'''

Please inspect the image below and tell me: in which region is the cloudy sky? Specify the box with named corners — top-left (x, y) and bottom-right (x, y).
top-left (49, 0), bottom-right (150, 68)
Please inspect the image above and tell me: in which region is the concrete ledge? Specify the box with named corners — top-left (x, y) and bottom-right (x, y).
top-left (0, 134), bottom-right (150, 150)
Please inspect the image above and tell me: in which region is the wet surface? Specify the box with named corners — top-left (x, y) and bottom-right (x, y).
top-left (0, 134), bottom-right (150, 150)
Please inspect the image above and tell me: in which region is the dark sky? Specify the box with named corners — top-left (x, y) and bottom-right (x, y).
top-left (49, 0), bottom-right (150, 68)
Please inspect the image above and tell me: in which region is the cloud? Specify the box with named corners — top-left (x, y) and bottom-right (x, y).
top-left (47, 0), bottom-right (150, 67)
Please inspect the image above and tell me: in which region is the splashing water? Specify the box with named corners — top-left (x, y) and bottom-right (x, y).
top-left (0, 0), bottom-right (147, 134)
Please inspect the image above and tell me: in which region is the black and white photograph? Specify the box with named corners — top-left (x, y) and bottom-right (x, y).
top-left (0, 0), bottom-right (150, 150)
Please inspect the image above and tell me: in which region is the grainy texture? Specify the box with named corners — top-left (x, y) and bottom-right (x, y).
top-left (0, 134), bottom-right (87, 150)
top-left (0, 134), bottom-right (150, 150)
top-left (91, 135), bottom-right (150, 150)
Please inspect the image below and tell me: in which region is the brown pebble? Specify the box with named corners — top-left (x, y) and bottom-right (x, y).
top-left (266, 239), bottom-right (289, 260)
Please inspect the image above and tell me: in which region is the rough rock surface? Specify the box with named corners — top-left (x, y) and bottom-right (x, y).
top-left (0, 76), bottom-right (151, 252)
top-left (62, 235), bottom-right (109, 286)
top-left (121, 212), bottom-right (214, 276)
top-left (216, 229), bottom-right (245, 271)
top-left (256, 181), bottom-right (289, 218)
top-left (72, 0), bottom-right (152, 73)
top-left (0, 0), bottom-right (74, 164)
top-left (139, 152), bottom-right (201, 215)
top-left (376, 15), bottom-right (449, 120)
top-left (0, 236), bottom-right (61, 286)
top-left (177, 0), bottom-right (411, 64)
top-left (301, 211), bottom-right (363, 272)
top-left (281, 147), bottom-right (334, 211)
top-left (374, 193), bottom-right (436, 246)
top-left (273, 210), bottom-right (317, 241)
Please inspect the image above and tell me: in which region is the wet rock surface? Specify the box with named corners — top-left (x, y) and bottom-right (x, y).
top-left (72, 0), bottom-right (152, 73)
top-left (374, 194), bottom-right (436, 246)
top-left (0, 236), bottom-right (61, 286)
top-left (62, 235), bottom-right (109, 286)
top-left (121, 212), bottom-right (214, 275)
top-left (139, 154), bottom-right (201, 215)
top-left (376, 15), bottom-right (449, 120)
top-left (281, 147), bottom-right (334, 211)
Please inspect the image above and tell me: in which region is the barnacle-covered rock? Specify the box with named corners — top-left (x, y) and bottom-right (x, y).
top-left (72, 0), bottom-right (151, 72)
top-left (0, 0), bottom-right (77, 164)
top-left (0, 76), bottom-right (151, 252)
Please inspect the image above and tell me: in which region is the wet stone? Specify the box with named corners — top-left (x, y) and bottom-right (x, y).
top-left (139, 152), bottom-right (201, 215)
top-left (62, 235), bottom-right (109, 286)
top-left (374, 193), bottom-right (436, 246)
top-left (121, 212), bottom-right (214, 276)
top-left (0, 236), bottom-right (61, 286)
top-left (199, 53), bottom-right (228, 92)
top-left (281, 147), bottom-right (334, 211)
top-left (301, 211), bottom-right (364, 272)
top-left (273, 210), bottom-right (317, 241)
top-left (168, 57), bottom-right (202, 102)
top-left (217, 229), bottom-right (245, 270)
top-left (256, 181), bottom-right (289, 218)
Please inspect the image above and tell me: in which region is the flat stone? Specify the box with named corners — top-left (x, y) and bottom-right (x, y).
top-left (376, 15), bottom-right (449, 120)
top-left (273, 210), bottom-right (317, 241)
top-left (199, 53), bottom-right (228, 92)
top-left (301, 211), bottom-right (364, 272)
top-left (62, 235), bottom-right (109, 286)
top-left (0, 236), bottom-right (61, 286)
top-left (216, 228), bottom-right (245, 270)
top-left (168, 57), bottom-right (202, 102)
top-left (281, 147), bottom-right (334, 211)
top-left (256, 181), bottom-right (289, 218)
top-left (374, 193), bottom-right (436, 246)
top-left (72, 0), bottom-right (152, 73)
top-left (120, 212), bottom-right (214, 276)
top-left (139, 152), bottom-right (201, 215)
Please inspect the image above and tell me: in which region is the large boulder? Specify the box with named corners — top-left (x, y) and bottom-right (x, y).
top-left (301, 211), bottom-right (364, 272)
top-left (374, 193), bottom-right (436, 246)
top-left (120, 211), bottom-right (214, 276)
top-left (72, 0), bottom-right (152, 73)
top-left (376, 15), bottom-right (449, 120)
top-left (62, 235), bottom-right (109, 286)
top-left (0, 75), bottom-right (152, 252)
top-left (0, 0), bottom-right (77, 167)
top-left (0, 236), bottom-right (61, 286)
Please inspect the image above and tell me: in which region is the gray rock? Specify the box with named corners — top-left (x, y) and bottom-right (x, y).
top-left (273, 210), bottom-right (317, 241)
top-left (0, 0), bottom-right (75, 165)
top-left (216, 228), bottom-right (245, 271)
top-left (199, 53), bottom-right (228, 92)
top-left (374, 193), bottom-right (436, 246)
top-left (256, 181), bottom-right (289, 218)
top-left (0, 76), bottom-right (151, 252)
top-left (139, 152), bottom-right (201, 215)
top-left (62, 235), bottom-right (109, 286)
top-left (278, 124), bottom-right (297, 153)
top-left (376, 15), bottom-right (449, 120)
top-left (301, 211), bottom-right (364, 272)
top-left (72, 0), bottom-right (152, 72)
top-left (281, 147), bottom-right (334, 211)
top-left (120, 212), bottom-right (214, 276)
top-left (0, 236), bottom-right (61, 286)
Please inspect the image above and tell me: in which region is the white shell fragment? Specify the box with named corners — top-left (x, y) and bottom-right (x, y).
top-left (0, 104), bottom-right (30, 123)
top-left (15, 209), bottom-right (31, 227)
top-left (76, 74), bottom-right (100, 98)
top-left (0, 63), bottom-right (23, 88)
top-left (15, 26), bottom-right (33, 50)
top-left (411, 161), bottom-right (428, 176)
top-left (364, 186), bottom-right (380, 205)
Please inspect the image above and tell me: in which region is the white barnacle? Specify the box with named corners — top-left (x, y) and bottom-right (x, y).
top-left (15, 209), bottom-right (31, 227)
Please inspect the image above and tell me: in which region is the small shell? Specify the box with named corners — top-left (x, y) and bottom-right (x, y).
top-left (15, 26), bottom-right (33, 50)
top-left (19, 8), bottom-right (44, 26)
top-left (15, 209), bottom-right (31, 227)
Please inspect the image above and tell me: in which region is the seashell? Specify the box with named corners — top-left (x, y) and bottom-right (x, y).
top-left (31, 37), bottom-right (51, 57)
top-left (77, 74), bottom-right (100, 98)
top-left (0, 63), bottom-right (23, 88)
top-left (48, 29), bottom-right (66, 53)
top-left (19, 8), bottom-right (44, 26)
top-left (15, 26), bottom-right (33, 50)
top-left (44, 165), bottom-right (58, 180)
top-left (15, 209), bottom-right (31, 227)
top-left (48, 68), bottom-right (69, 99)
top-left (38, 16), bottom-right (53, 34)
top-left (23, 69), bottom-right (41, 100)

'''

### EXERCISE BRIEF:
Arrange the stretch of records from the line that contains "is the dark" through the line that contains "top-left (0, 0), bottom-right (150, 150)" as a numbered list, leaving out any blank lines.

### SOLVED PROBLEM:
1. Please inspect the image above and tell me: in which region is the dark sky? Specify the box with named corners — top-left (x, y) and bottom-right (x, y).
2. top-left (49, 0), bottom-right (150, 68)
3. Please inspect the image above and tell me: in which region is the cloud? Specify the box with named corners — top-left (x, y) and bottom-right (x, y).
4. top-left (47, 0), bottom-right (150, 67)
5. Please inspect the image above and tell me: in which region is the splashing water? Specify the box with named corners — top-left (x, y) and bottom-right (x, y).
6. top-left (0, 0), bottom-right (147, 134)
7. Please inspect the image above and tell me: in which region is the black and white photograph? Specify the box with named corners — top-left (x, y) and bottom-right (x, y).
8. top-left (0, 0), bottom-right (150, 150)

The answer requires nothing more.